• [THE EXERCISE]:
Please return every line below that contains the string "pedestal", copying each one in full.
↓↓↓
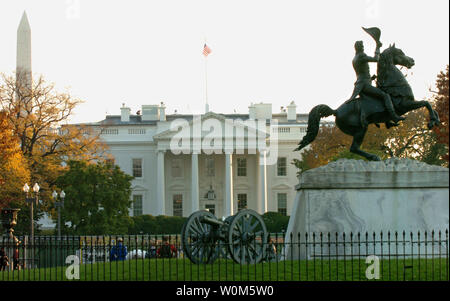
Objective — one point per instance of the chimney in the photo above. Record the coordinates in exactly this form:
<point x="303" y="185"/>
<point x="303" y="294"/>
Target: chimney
<point x="124" y="113"/>
<point x="150" y="112"/>
<point x="292" y="111"/>
<point x="251" y="112"/>
<point x="162" y="112"/>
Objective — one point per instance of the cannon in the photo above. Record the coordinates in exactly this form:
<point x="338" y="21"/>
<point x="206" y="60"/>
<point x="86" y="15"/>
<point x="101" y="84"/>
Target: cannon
<point x="242" y="236"/>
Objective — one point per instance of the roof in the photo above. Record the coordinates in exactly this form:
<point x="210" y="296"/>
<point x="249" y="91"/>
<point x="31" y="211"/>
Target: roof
<point x="115" y="120"/>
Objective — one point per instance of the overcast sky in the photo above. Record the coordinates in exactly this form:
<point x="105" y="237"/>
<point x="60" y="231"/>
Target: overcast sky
<point x="144" y="52"/>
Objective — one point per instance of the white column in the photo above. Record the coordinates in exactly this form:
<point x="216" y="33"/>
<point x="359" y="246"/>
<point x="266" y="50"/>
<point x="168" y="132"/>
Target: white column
<point x="262" y="182"/>
<point x="229" y="210"/>
<point x="160" y="185"/>
<point x="195" y="197"/>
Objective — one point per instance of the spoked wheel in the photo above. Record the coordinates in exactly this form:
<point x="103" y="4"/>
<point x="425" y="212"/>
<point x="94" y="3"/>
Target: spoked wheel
<point x="197" y="238"/>
<point x="247" y="237"/>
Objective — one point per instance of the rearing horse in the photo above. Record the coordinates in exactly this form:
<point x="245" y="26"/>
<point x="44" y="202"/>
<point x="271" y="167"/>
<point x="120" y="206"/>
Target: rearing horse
<point x="389" y="79"/>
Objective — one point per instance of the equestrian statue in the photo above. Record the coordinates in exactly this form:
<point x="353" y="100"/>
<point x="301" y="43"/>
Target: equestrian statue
<point x="384" y="103"/>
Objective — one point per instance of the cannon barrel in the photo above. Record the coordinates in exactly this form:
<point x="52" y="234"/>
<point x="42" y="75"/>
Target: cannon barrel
<point x="212" y="221"/>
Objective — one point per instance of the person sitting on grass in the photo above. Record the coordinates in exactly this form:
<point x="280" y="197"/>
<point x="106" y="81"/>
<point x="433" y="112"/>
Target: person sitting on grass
<point x="119" y="251"/>
<point x="166" y="250"/>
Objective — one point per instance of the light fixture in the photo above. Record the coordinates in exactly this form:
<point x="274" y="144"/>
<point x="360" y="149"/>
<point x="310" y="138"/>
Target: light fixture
<point x="211" y="195"/>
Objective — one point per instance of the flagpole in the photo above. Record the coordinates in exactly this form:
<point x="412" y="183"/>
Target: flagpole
<point x="206" y="82"/>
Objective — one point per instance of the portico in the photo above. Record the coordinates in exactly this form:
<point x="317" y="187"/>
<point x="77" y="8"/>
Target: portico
<point x="206" y="163"/>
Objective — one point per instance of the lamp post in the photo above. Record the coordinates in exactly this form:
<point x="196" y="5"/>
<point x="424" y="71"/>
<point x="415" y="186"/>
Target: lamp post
<point x="59" y="204"/>
<point x="32" y="200"/>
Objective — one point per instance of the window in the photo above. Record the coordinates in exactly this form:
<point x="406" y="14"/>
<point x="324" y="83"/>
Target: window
<point x="136" y="131"/>
<point x="282" y="203"/>
<point x="137" y="204"/>
<point x="242" y="201"/>
<point x="110" y="162"/>
<point x="177" y="171"/>
<point x="177" y="205"/>
<point x="210" y="170"/>
<point x="242" y="167"/>
<point x="137" y="168"/>
<point x="281" y="167"/>
<point x="211" y="208"/>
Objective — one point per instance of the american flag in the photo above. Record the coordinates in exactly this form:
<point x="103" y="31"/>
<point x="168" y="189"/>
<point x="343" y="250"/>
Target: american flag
<point x="206" y="50"/>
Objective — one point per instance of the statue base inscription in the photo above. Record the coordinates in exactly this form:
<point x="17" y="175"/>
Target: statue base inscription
<point x="354" y="196"/>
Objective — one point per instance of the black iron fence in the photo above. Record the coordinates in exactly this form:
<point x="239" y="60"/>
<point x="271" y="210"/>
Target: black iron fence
<point x="391" y="256"/>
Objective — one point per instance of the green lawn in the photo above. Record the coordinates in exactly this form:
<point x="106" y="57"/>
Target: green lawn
<point x="226" y="270"/>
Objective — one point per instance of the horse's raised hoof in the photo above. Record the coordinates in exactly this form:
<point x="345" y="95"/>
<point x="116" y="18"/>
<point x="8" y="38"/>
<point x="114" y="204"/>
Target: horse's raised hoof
<point x="433" y="123"/>
<point x="374" y="158"/>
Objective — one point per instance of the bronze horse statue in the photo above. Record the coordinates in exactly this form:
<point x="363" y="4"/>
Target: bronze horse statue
<point x="389" y="79"/>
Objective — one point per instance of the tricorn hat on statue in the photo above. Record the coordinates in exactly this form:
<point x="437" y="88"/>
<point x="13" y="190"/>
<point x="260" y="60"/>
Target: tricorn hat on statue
<point x="374" y="32"/>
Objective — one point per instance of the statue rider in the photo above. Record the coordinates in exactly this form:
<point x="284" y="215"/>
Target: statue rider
<point x="363" y="83"/>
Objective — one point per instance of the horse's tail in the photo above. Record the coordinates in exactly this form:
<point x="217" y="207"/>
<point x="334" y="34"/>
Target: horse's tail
<point x="315" y="115"/>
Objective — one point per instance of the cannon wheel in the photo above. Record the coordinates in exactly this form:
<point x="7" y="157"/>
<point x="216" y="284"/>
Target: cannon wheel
<point x="247" y="237"/>
<point x="197" y="238"/>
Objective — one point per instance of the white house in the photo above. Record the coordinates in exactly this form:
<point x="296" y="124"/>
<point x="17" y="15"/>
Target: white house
<point x="218" y="162"/>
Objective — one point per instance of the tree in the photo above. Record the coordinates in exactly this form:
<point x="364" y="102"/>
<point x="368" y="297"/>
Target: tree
<point x="38" y="117"/>
<point x="13" y="167"/>
<point x="441" y="106"/>
<point x="97" y="199"/>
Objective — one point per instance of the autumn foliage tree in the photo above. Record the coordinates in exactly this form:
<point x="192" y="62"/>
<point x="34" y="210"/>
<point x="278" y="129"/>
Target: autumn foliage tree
<point x="441" y="98"/>
<point x="38" y="117"/>
<point x="13" y="167"/>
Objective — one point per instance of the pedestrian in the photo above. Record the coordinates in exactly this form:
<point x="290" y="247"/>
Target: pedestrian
<point x="119" y="251"/>
<point x="166" y="250"/>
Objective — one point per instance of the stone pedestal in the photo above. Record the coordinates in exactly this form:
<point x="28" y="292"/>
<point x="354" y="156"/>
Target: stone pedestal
<point x="354" y="196"/>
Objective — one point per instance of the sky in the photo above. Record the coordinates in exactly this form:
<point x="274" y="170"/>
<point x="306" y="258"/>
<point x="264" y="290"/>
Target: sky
<point x="140" y="52"/>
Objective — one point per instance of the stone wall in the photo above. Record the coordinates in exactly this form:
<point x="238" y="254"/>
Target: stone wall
<point x="354" y="196"/>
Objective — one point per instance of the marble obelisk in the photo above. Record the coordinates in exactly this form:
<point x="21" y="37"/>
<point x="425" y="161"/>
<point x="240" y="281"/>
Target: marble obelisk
<point x="23" y="63"/>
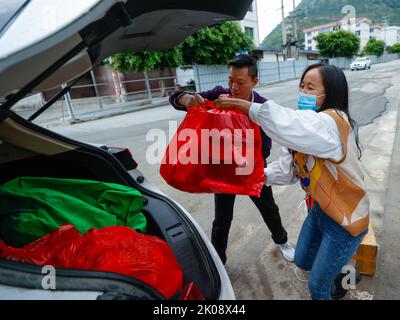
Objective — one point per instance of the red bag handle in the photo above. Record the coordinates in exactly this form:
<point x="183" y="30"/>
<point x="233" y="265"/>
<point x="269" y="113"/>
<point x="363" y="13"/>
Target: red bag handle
<point x="209" y="104"/>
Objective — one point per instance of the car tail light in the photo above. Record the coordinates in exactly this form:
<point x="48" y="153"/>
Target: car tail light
<point x="191" y="292"/>
<point x="124" y="155"/>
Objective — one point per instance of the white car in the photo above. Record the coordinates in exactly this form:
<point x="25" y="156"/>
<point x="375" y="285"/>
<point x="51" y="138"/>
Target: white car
<point x="361" y="63"/>
<point x="42" y="47"/>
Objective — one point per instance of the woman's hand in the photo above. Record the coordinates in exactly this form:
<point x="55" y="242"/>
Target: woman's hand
<point x="242" y="105"/>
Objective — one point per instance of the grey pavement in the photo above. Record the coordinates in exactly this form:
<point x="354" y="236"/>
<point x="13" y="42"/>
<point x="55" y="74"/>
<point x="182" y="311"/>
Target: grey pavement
<point x="255" y="266"/>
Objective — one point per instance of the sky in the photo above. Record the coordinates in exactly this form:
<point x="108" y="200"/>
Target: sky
<point x="269" y="15"/>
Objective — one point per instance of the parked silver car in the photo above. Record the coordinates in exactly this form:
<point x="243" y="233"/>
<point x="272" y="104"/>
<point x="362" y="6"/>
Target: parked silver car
<point x="42" y="47"/>
<point x="361" y="63"/>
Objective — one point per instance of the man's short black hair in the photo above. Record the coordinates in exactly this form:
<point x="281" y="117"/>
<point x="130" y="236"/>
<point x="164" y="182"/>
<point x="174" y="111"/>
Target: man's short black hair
<point x="245" y="61"/>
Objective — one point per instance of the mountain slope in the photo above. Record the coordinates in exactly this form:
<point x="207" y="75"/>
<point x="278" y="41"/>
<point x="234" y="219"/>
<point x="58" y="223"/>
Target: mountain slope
<point x="315" y="12"/>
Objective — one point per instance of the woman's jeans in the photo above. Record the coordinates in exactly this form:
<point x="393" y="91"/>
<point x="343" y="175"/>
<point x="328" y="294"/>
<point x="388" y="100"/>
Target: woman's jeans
<point x="323" y="248"/>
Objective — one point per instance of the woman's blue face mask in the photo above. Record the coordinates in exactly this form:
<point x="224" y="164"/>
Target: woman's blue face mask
<point x="308" y="101"/>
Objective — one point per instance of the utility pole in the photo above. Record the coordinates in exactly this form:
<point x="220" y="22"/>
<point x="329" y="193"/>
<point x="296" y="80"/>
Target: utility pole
<point x="294" y="20"/>
<point x="385" y="23"/>
<point x="284" y="40"/>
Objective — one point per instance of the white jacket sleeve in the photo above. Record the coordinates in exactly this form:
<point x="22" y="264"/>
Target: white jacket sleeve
<point x="306" y="131"/>
<point x="280" y="172"/>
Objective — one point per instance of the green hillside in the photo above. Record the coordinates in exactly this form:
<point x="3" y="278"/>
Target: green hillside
<point x="314" y="12"/>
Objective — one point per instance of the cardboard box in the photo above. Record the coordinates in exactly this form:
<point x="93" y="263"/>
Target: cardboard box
<point x="365" y="256"/>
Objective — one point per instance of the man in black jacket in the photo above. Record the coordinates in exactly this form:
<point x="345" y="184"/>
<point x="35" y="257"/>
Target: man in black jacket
<point x="243" y="76"/>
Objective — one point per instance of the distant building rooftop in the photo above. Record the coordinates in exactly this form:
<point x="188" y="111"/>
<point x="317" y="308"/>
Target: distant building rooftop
<point x="337" y="23"/>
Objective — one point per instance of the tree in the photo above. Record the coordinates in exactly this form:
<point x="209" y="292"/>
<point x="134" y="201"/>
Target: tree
<point x="338" y="44"/>
<point x="148" y="60"/>
<point x="374" y="47"/>
<point x="216" y="44"/>
<point x="395" y="48"/>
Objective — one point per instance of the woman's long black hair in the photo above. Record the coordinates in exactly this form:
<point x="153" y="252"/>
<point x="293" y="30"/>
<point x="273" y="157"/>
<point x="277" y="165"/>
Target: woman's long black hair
<point x="337" y="93"/>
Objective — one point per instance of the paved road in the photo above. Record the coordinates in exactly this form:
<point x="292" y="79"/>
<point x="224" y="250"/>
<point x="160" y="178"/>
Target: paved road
<point x="254" y="265"/>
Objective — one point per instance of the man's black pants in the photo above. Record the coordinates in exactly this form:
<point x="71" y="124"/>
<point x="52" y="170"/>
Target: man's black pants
<point x="224" y="214"/>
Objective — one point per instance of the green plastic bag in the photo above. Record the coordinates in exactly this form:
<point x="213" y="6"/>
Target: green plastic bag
<point x="31" y="207"/>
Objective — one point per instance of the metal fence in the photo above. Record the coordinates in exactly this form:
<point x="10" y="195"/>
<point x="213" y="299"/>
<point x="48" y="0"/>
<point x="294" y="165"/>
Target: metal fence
<point x="119" y="95"/>
<point x="207" y="77"/>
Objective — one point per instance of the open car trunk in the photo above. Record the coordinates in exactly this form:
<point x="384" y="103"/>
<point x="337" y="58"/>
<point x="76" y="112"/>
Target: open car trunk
<point x="29" y="150"/>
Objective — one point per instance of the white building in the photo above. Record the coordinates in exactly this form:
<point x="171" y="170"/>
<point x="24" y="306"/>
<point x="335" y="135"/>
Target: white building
<point x="249" y="24"/>
<point x="360" y="27"/>
<point x="375" y="32"/>
<point x="390" y="35"/>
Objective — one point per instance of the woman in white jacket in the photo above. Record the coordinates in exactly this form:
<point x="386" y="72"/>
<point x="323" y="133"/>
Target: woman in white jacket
<point x="321" y="150"/>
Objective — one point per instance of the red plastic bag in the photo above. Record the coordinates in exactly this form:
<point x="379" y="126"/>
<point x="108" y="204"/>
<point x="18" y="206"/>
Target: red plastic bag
<point x="115" y="249"/>
<point x="215" y="151"/>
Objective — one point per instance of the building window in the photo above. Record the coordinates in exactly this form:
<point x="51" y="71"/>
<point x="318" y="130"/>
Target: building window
<point x="249" y="31"/>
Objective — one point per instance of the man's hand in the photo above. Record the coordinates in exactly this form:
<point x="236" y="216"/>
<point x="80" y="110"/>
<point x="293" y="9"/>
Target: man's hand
<point x="239" y="104"/>
<point x="189" y="100"/>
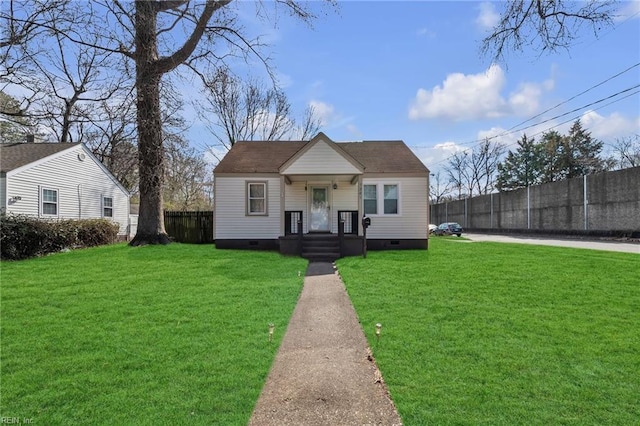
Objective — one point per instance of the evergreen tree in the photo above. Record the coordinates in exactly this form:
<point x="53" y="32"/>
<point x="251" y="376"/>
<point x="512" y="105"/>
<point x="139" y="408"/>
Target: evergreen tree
<point x="554" y="157"/>
<point x="582" y="152"/>
<point x="521" y="168"/>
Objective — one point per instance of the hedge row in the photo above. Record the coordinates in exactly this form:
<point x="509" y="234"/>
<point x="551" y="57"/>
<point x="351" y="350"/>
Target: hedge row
<point x="22" y="237"/>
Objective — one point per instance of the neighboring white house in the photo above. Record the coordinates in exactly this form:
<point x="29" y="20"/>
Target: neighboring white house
<point x="60" y="181"/>
<point x="264" y="189"/>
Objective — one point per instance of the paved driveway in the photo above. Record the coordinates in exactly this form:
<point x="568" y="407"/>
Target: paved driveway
<point x="560" y="242"/>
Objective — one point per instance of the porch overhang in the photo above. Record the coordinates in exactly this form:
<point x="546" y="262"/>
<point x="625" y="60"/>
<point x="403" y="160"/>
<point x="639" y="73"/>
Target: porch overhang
<point x="351" y="178"/>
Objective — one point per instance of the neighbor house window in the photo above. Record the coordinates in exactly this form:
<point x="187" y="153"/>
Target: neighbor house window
<point x="107" y="207"/>
<point x="390" y="199"/>
<point x="370" y="198"/>
<point x="49" y="202"/>
<point x="381" y="199"/>
<point x="256" y="198"/>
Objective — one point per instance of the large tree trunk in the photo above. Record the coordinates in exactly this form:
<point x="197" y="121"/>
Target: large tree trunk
<point x="150" y="148"/>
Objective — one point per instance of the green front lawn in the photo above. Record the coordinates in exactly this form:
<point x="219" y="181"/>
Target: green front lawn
<point x="147" y="335"/>
<point x="473" y="333"/>
<point x="503" y="334"/>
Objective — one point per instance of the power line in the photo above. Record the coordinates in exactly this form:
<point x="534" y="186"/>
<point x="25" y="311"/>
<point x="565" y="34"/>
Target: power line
<point x="515" y="129"/>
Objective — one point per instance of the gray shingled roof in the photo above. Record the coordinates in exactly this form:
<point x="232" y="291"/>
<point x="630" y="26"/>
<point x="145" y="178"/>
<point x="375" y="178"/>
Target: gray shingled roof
<point x="16" y="155"/>
<point x="268" y="156"/>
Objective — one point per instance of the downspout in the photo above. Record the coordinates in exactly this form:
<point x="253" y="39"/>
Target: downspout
<point x="528" y="208"/>
<point x="79" y="201"/>
<point x="586" y="203"/>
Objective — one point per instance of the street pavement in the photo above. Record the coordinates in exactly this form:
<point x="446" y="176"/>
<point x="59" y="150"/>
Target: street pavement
<point x="607" y="245"/>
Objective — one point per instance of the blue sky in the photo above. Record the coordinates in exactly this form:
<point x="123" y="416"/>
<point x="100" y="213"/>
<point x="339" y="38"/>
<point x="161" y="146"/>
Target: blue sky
<point x="413" y="71"/>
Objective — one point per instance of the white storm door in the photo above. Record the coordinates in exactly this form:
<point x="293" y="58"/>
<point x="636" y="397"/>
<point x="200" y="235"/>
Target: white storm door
<point x="320" y="215"/>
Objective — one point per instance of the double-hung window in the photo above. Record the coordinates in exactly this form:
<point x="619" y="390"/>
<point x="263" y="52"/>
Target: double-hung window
<point x="390" y="199"/>
<point x="381" y="199"/>
<point x="107" y="207"/>
<point x="370" y="199"/>
<point x="257" y="198"/>
<point x="49" y="205"/>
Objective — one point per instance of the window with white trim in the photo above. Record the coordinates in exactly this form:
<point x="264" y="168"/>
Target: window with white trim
<point x="390" y="199"/>
<point x="107" y="207"/>
<point x="257" y="198"/>
<point x="49" y="204"/>
<point x="370" y="199"/>
<point x="381" y="199"/>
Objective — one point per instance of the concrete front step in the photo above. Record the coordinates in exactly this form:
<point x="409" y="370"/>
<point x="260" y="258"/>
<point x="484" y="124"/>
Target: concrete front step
<point x="319" y="247"/>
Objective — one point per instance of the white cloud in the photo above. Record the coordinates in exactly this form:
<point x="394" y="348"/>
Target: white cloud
<point x="488" y="17"/>
<point x="435" y="158"/>
<point x="477" y="96"/>
<point x="353" y="130"/>
<point x="609" y="127"/>
<point x="323" y="111"/>
<point x="462" y="97"/>
<point x="498" y="134"/>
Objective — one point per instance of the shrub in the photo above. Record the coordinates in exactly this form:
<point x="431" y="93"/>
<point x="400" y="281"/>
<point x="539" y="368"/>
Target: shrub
<point x="22" y="236"/>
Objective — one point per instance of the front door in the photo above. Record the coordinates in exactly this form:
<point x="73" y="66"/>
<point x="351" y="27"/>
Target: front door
<point x="319" y="209"/>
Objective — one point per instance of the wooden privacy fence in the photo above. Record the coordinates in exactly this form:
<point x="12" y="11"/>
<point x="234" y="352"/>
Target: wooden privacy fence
<point x="189" y="227"/>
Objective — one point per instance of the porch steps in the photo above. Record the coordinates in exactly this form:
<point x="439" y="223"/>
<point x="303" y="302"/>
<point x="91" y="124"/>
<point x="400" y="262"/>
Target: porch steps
<point x="321" y="247"/>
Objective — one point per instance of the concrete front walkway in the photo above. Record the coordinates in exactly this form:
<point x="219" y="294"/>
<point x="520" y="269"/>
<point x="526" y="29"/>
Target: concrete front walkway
<point x="323" y="374"/>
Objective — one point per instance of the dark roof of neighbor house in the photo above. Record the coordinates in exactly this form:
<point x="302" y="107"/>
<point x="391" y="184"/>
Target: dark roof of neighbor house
<point x="268" y="156"/>
<point x="14" y="155"/>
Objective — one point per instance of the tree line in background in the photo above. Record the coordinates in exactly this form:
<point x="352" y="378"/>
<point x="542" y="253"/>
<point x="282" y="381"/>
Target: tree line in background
<point x="489" y="166"/>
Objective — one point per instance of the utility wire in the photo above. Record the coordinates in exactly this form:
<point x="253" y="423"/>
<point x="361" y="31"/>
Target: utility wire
<point x="553" y="118"/>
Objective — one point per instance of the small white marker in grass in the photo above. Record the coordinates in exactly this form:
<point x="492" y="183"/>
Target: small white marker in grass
<point x="271" y="328"/>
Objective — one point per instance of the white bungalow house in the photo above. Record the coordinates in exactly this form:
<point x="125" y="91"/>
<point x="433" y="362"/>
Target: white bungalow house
<point x="60" y="181"/>
<point x="310" y="198"/>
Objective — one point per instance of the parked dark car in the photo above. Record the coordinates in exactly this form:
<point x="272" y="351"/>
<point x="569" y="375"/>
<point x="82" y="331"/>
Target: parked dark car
<point x="448" y="228"/>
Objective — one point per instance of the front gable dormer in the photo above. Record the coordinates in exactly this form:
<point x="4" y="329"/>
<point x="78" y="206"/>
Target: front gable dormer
<point x="321" y="156"/>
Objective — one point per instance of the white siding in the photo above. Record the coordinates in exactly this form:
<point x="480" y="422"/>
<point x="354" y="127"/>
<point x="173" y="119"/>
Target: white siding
<point x="231" y="220"/>
<point x="295" y="198"/>
<point x="320" y="159"/>
<point x="412" y="222"/>
<point x="80" y="185"/>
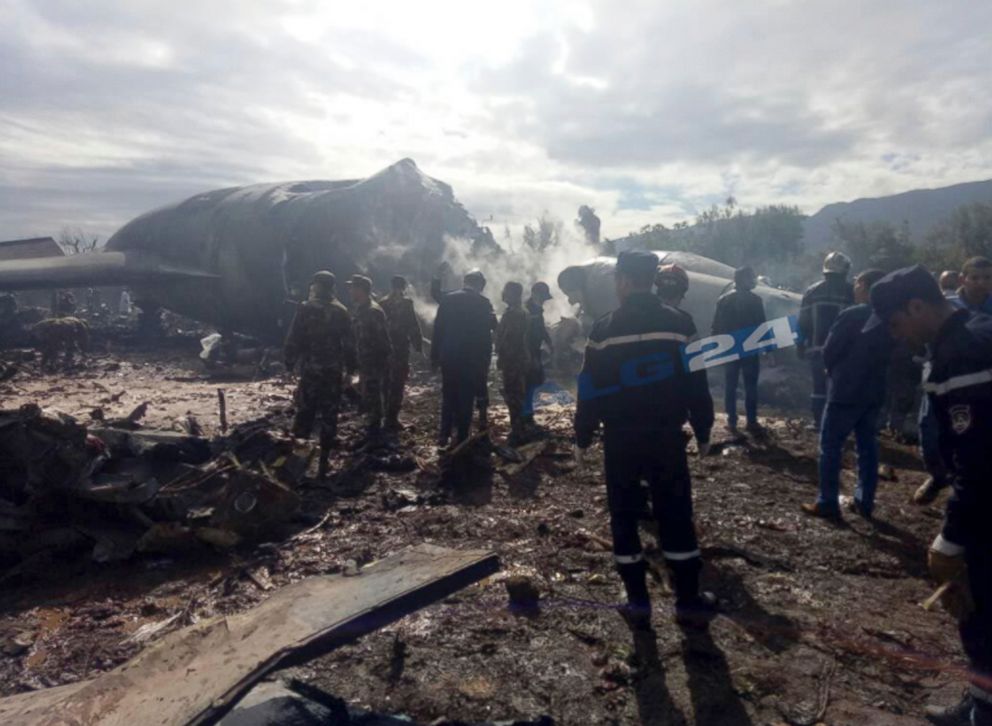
↑↑↑
• [RESULT OF THIS TASK]:
Objective — one point per instance of the stone pedestal in the photo above. Record the coordinates in exactly this form:
Target: stone pedestal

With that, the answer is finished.